Description of the task ▸ Count the lines in the rows below that contain the string "green", treating uppercase and lowercase as different. Give only the number.

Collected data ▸
● ● ● ●
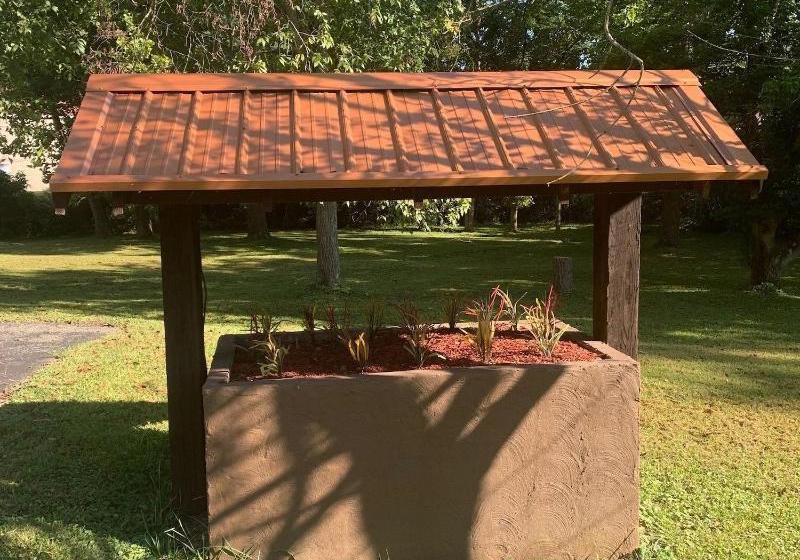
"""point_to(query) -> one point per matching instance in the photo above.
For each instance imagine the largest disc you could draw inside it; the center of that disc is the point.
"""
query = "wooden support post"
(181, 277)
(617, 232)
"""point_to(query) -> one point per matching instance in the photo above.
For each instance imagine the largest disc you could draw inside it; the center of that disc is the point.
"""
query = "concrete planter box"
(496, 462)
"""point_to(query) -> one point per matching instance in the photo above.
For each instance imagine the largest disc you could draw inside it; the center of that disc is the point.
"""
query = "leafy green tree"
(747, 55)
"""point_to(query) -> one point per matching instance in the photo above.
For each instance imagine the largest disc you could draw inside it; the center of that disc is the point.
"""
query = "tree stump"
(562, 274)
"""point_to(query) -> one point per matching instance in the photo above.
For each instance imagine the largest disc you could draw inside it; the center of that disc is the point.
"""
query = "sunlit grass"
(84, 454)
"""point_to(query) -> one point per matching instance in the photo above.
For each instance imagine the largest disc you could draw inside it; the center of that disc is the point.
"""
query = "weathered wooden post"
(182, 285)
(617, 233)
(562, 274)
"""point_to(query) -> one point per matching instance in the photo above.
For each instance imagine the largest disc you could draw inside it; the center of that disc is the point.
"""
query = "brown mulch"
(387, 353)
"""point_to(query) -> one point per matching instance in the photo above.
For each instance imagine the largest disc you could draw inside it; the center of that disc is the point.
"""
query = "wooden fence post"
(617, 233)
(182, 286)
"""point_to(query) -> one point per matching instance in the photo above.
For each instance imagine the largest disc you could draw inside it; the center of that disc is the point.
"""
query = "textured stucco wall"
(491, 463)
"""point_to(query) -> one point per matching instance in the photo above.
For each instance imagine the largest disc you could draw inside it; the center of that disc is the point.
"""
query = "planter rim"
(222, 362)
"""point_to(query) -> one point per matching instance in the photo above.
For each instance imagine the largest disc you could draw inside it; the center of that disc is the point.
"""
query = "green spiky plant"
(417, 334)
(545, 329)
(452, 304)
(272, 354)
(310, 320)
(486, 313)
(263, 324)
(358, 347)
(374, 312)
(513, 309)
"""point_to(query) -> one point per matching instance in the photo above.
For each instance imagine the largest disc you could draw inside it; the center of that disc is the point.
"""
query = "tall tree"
● ● ● ●
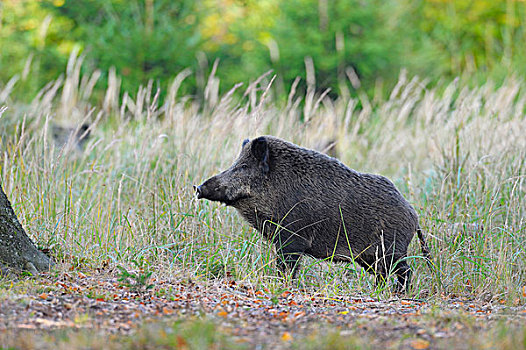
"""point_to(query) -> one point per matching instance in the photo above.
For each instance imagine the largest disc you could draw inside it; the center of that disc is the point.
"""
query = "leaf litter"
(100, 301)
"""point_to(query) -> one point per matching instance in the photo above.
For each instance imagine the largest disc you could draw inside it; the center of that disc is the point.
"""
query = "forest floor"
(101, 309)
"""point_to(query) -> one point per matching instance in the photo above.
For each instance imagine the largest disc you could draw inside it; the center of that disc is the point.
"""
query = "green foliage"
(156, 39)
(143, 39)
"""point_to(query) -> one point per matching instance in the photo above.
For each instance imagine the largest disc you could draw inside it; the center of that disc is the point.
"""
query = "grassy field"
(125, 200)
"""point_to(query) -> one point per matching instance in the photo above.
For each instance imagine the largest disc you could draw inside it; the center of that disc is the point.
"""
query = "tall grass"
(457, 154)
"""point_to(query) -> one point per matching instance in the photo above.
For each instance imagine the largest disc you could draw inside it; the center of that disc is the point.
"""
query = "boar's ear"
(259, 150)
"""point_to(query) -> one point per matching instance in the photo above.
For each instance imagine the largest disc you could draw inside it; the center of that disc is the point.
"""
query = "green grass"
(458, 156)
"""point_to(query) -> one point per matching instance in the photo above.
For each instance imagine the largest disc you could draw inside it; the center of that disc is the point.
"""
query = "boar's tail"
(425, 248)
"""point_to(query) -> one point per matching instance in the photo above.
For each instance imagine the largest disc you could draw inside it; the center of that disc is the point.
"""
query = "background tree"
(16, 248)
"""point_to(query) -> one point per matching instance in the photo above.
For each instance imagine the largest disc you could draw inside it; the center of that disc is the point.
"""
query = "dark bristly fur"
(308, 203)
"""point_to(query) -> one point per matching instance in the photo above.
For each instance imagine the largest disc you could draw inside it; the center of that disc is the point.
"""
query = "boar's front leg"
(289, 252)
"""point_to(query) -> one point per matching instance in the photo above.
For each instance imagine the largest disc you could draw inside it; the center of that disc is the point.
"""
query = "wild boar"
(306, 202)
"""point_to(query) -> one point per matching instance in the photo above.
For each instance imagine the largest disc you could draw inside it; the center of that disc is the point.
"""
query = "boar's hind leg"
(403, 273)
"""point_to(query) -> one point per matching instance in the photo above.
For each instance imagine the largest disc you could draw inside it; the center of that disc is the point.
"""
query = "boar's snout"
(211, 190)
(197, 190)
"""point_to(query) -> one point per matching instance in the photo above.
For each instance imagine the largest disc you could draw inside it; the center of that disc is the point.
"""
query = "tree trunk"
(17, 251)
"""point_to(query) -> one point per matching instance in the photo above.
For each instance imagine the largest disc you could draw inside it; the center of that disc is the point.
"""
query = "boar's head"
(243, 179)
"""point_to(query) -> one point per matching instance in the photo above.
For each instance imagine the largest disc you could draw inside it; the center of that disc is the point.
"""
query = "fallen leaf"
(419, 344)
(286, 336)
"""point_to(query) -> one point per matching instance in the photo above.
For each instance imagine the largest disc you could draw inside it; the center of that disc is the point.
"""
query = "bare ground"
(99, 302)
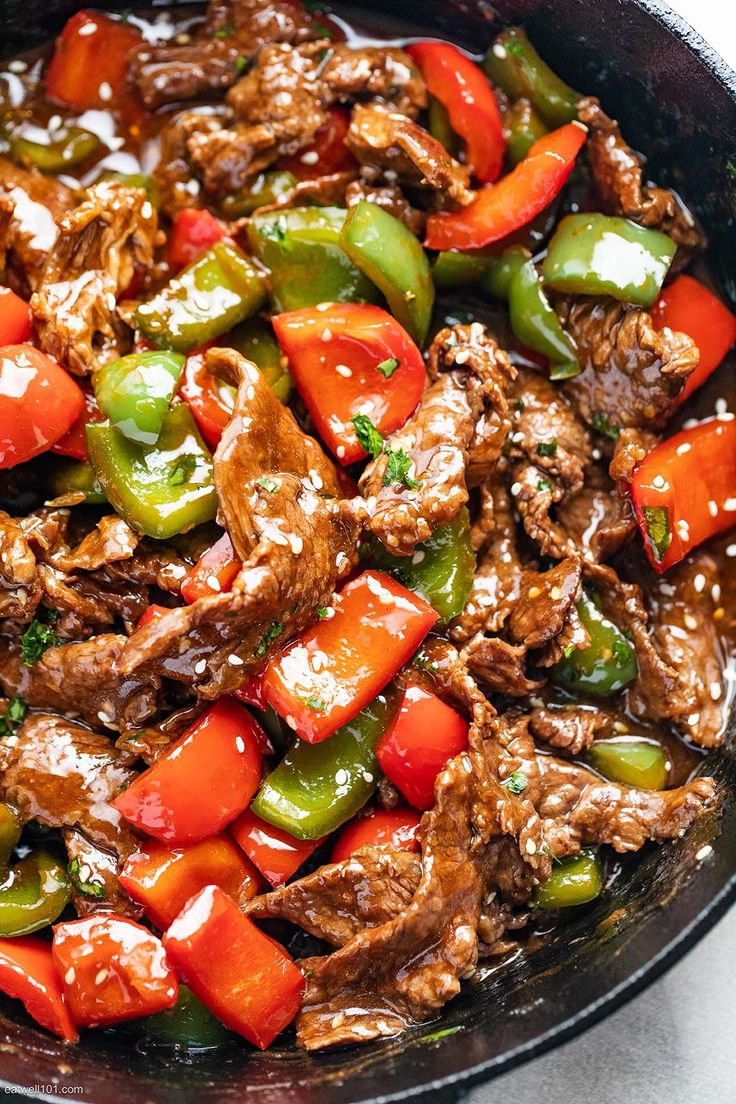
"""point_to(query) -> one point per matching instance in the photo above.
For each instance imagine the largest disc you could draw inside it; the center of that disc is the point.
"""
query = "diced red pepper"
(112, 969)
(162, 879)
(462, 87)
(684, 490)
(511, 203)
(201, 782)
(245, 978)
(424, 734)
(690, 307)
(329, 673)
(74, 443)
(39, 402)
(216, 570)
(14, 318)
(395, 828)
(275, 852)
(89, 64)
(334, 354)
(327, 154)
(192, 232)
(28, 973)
● ● ● ●
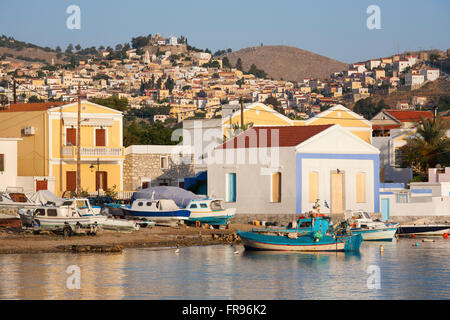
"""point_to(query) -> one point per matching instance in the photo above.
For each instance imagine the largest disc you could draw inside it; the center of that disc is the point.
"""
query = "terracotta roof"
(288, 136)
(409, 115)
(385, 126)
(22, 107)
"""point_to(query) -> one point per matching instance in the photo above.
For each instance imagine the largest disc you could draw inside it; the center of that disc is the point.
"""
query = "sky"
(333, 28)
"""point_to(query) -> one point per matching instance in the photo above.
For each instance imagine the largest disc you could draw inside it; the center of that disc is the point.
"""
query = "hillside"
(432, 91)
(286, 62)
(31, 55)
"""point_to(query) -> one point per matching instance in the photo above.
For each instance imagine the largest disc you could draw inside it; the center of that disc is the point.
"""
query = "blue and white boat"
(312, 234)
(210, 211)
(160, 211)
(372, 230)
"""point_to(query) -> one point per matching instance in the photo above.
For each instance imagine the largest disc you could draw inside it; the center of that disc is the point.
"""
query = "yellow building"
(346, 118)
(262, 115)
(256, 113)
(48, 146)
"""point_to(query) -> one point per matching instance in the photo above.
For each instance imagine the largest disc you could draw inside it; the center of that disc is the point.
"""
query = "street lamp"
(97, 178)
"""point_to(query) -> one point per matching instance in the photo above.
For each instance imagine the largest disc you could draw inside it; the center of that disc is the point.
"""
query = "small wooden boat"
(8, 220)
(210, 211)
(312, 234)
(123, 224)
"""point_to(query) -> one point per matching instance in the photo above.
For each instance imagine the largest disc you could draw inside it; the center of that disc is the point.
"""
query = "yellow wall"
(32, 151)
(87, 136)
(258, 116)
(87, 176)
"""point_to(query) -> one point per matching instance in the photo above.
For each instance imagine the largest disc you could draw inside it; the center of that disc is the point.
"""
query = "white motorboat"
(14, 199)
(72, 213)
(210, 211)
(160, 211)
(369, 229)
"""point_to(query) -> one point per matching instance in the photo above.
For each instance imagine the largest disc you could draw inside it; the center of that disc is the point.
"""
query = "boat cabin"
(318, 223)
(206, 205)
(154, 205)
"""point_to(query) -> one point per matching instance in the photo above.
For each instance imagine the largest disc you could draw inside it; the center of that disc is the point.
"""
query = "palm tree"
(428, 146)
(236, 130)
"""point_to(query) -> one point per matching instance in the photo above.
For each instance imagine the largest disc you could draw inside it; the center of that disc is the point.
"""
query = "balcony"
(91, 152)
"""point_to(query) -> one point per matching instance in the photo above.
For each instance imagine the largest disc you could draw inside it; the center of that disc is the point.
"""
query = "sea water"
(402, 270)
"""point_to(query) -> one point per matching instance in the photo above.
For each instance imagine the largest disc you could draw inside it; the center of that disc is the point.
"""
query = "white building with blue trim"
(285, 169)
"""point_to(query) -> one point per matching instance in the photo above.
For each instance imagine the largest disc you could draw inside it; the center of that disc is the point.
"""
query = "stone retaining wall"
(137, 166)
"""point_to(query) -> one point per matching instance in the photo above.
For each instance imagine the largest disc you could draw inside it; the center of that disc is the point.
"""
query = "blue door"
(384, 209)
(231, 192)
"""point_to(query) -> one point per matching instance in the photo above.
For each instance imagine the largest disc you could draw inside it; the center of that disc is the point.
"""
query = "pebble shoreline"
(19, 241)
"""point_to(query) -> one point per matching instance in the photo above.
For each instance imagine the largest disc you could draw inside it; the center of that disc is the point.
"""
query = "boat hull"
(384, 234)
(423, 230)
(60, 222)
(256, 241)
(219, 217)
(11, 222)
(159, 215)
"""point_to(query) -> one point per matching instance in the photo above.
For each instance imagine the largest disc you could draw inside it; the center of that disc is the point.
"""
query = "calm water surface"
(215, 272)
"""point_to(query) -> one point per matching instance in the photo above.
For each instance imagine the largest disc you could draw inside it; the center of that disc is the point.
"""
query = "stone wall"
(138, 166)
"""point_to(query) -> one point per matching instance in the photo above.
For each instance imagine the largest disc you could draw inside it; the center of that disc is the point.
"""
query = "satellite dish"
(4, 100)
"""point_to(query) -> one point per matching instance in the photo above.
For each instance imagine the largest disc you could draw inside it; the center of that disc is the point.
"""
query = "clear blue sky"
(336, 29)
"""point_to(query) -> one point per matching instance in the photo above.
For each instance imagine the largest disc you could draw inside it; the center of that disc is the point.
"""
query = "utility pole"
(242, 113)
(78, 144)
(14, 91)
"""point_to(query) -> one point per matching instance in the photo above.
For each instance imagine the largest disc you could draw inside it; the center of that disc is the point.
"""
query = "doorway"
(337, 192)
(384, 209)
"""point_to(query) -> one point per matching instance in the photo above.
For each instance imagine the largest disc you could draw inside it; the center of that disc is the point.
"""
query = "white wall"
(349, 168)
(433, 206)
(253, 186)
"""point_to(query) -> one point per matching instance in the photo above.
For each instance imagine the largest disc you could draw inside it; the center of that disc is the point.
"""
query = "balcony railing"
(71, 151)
● ● ● ●
Written solution ▸ 4